Convert all the records below into a numbered list, skipping any blank lines. Leave the pictures out of your answer.

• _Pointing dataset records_
= = = = = = =

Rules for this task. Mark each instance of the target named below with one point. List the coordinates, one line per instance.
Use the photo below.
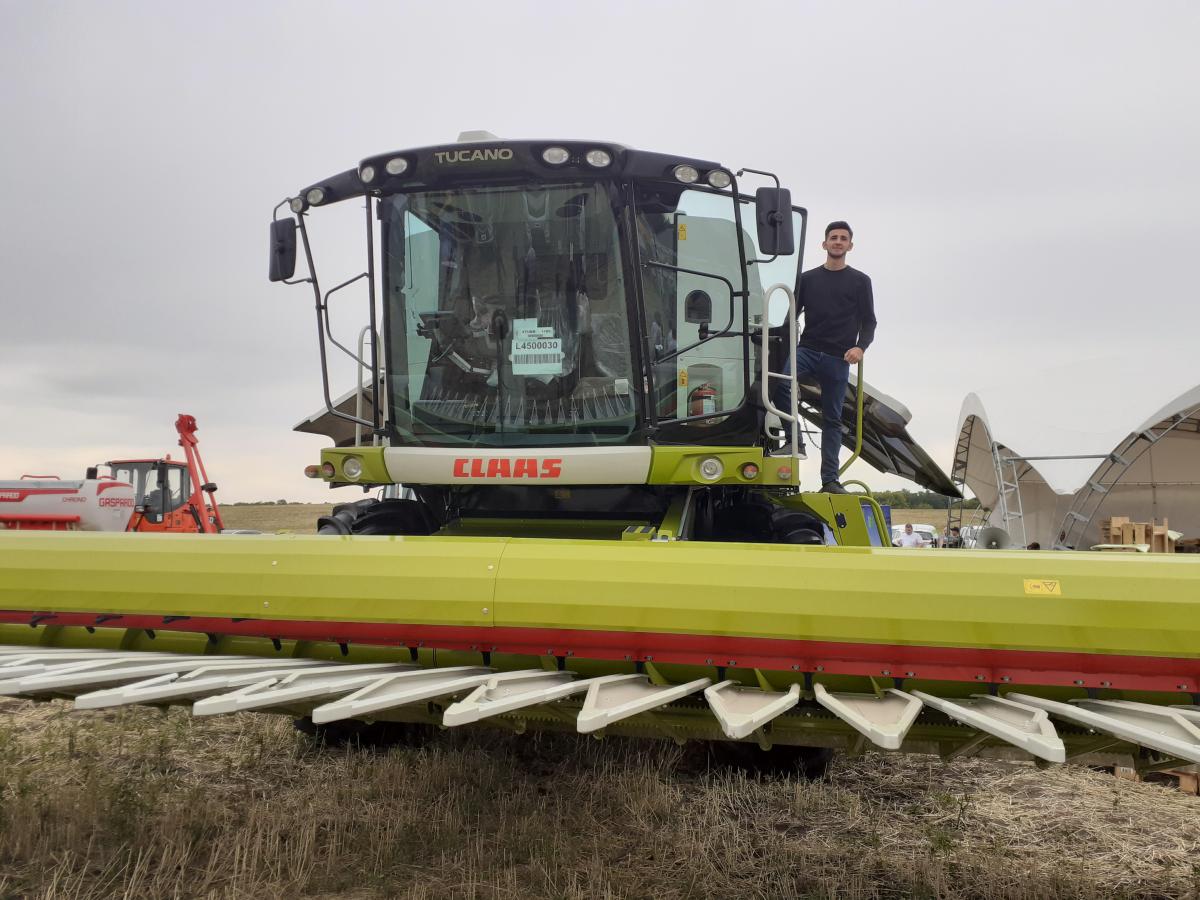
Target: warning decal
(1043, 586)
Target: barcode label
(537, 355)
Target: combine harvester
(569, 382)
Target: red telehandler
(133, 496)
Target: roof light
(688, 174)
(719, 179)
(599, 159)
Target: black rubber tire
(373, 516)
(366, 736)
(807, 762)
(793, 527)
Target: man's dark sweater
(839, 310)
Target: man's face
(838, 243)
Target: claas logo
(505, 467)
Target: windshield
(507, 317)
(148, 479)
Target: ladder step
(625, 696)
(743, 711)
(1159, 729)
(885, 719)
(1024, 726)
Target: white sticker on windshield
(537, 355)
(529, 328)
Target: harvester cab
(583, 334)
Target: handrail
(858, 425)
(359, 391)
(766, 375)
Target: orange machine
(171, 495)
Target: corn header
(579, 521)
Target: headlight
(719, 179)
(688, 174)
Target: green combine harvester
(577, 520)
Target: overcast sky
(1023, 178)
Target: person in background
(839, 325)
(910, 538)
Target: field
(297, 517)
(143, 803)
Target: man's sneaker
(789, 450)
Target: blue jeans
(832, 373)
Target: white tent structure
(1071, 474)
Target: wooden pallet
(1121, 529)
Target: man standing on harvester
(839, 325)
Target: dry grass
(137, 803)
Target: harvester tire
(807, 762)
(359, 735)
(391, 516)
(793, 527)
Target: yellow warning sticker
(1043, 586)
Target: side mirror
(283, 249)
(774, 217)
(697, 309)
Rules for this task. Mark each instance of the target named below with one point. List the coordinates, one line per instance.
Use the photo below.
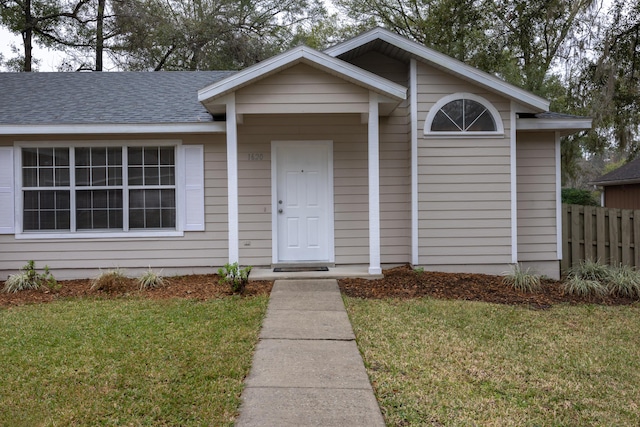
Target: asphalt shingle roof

= = = = = = =

• _SOLUTION FOR THIS TASK_
1. Rules for this task. Mark each instance of the target named below with one point. List the coordinates, one line per instance.
2. Use the photo below.
3. Target: warning decal
4. (1043, 586)
5. Target: barcode label
6. (537, 355)
7. Target: combine harvester
8. (569, 382)
9. Target: red telehandler
10. (133, 496)
11. Target: roof light
12. (688, 174)
13. (719, 179)
14. (599, 159)
15. Target: black rubber tire
16. (373, 516)
17. (366, 736)
18. (807, 762)
19. (793, 527)
20. Target: man's dark sweater
21. (839, 310)
22. Target: man's face
23. (838, 243)
24. Target: claas logo
25. (505, 467)
26. Target: windshield
27. (507, 317)
28. (148, 479)
29. Target: ladder step
30. (625, 696)
31. (743, 711)
32. (1159, 729)
33. (885, 719)
34. (1024, 726)
35. Target: white sticker on windshield
36. (537, 355)
37. (529, 328)
38. Target: harvester cab
39. (583, 334)
40. Target: handrail
41. (858, 425)
42. (359, 391)
43. (766, 375)
44. Target: orange machine
45. (171, 495)
46. Target: corn header
47. (579, 521)
48. Target: headlight
49. (719, 179)
50. (688, 174)
51. Target: green combine harvester
52. (577, 520)
53. Target: overcast sky
54. (1023, 178)
55. Target: person in background
56. (839, 325)
57. (910, 538)
58. Target: field
59. (297, 517)
60. (143, 803)
61. Target: man's sneaker
62. (789, 450)
63. Target: blue jeans
64. (832, 373)
65. Target: white tent structure
66. (1071, 474)
67. Target: wooden pallet
68. (1121, 529)
69. Target: man standing on harvester
70. (839, 325)
71. Target: dry grass
72. (137, 803)
73. Target: harvester tire
74. (807, 762)
75. (359, 735)
76. (391, 516)
77. (793, 527)
78. Target: yellow warning sticker
79. (1043, 586)
80. Target: side mirror
81. (283, 249)
82. (774, 217)
83. (697, 309)
84. Rules for this task. Mark each instance of the target named below with one point. List the coordinates, one line per instance.
85. Use the photo below.
86. Target: asphalt shingle roof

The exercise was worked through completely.